# START OF GIVEN PASSAGE

I have seen a number of derivations of Maxwell's Equations but this is the shortest, most illuminating and best I have come across - it basically just uses covarience - and as it says - a little bit more:
http://iopscience.iop.org/article/10.1088/0143-0807/36/6/065036/pdf

Brings up a number of interesting points such as there are a number of different but really equivalent forms of EM, how Magnetic monopoles fits in etc. Hope everyone finds it as interesting as I did.

Oh - does anyone really feel like doing the full detail of the proof in the appendix

Thanks
Bill
What's the reason (equation 2.2) for assuming that $\frac{dp^\alpha}{d\tau}$ is linear in the 4-velocity?

stevendaryl
Staff Emeritus
What's the reason (equation 2.2) for assuming that $\frac{dp^\alpha}{d\tau}$ is linear in the 4-velocity?
They compute the tensor $\frac{\partial p_\alpha}{\partial x^\beta}$. That only makes sense if $p_\alpha$ is a covector field, defined for all spacetime. But why should $p_\alpha$ be uniquely defined anywhere except along the particle's path?

# END OF GIVEN PASSAGE
# START OF SUPPLIED INFORMATION

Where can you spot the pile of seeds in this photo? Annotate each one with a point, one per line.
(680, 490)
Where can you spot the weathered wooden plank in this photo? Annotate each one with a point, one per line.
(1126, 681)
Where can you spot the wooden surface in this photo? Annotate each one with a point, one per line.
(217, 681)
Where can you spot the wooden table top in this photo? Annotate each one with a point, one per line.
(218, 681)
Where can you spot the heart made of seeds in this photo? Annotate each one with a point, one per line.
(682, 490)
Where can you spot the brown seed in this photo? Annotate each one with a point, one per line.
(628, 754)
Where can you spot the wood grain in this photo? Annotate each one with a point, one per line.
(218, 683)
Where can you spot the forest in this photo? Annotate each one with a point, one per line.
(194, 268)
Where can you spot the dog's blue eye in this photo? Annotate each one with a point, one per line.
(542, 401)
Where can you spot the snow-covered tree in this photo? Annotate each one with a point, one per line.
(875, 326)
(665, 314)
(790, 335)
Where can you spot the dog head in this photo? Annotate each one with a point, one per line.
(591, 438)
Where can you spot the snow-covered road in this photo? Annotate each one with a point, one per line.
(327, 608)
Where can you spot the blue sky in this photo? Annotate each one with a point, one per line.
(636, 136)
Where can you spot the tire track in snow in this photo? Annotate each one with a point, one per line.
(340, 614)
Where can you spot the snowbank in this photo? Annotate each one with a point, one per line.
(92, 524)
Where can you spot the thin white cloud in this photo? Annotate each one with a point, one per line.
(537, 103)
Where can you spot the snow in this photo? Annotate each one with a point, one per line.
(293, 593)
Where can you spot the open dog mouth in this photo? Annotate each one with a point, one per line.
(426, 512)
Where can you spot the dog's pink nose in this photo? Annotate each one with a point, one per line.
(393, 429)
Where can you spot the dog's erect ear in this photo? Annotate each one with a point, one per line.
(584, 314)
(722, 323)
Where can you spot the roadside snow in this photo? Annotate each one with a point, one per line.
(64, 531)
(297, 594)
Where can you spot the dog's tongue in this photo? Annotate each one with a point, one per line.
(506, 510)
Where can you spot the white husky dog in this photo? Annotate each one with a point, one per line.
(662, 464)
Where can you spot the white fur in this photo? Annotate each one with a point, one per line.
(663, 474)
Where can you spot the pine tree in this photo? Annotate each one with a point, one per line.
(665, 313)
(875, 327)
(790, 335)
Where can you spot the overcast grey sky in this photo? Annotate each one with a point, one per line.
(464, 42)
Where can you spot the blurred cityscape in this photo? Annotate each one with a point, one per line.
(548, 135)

# END OF SUPPLIED INFORMATION

WRITTEN TASK - In the forum thread about deriving Maxwell's Equations, list every superlative the first post uses to describe the derivation it links.

RESPONSE TO THE TASK -
shortest
most illuminating
best